## Problem to solve
Please output each of the rows below again, character for character, without changing anything.

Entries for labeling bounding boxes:

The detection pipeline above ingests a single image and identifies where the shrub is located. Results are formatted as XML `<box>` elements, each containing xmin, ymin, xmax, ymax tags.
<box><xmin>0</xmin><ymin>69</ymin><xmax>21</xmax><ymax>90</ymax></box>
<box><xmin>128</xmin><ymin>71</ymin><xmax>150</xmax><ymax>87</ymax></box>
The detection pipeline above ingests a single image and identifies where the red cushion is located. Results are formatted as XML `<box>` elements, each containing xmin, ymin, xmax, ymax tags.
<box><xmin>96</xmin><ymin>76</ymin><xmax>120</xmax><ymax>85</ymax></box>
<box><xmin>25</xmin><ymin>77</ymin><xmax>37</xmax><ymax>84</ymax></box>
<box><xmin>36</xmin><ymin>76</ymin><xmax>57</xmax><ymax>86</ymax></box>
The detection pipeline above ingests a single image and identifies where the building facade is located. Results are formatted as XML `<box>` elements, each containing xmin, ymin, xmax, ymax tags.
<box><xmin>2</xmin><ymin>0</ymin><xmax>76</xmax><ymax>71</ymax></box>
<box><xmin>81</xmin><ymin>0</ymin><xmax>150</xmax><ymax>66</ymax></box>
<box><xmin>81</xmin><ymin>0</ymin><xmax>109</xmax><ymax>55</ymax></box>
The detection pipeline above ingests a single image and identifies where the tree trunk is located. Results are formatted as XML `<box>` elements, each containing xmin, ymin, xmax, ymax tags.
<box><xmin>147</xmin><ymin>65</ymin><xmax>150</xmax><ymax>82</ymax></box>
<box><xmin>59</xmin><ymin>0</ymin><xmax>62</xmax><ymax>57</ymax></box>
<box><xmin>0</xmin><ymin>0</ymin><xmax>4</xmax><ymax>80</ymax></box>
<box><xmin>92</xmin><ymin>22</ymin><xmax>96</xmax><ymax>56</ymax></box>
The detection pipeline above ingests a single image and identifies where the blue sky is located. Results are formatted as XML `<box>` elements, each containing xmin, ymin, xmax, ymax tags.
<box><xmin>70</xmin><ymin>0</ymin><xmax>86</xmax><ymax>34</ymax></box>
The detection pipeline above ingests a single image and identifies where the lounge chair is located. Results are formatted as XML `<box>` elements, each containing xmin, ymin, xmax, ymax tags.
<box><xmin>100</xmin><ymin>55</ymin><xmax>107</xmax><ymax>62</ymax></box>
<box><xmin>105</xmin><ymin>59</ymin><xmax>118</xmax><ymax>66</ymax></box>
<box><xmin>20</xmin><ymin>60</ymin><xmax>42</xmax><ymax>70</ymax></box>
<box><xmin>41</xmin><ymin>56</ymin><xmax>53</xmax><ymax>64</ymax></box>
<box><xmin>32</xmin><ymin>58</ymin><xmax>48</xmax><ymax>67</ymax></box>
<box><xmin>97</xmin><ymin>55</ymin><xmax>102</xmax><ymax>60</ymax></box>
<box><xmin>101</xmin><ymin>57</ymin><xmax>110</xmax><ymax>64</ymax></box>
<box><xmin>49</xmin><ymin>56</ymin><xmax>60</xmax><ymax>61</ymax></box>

## Answer in full
The detection pipeline above ingests a single image and identifies where the shrub is located. Results are formatted as XML `<box>` elements, each containing xmin, ymin, xmax, ymax tags.
<box><xmin>0</xmin><ymin>69</ymin><xmax>21</xmax><ymax>90</ymax></box>
<box><xmin>128</xmin><ymin>71</ymin><xmax>150</xmax><ymax>87</ymax></box>
The detection pipeline above ingests a single image and identifies where the red cushion is located. Results are formatted as XML `<box>` elements, each containing xmin, ymin, xmax, ymax tags.
<box><xmin>96</xmin><ymin>76</ymin><xmax>120</xmax><ymax>85</ymax></box>
<box><xmin>25</xmin><ymin>77</ymin><xmax>37</xmax><ymax>84</ymax></box>
<box><xmin>36</xmin><ymin>76</ymin><xmax>57</xmax><ymax>86</ymax></box>
The detection pipeline above ingests a single image and identifies where the building facade is located. Results are formatted as XML `<box>` elements, each containing xmin, ymin, xmax, ymax tags.
<box><xmin>2</xmin><ymin>0</ymin><xmax>76</xmax><ymax>71</ymax></box>
<box><xmin>81</xmin><ymin>0</ymin><xmax>150</xmax><ymax>66</ymax></box>
<box><xmin>81</xmin><ymin>0</ymin><xmax>109</xmax><ymax>55</ymax></box>
The detection pipeline above ingests a single image and identifies where the tree trunk is located. Results are formatted as XML `<box>` elements, each containing xmin, ymin, xmax, ymax tags.
<box><xmin>147</xmin><ymin>65</ymin><xmax>150</xmax><ymax>82</ymax></box>
<box><xmin>59</xmin><ymin>0</ymin><xmax>62</xmax><ymax>57</ymax></box>
<box><xmin>0</xmin><ymin>0</ymin><xmax>4</xmax><ymax>80</ymax></box>
<box><xmin>92</xmin><ymin>22</ymin><xmax>96</xmax><ymax>56</ymax></box>
The detection pipeline above ingests a single image and identifies where the blue sky is located. Results are formatted as XML `<box>` elements, each containing xmin, ymin, xmax, ymax tags.
<box><xmin>70</xmin><ymin>0</ymin><xmax>86</xmax><ymax>34</ymax></box>
The detection pipeline above ingests a single image and identifies where the lounge chair is located. Results are formatted as XML `<box>` elements, each containing xmin, ymin, xmax, ymax tags.
<box><xmin>100</xmin><ymin>55</ymin><xmax>107</xmax><ymax>62</ymax></box>
<box><xmin>105</xmin><ymin>59</ymin><xmax>118</xmax><ymax>66</ymax></box>
<box><xmin>20</xmin><ymin>60</ymin><xmax>42</xmax><ymax>70</ymax></box>
<box><xmin>41</xmin><ymin>56</ymin><xmax>53</xmax><ymax>64</ymax></box>
<box><xmin>32</xmin><ymin>58</ymin><xmax>48</xmax><ymax>67</ymax></box>
<box><xmin>97</xmin><ymin>55</ymin><xmax>102</xmax><ymax>60</ymax></box>
<box><xmin>101</xmin><ymin>57</ymin><xmax>110</xmax><ymax>64</ymax></box>
<box><xmin>49</xmin><ymin>56</ymin><xmax>60</xmax><ymax>61</ymax></box>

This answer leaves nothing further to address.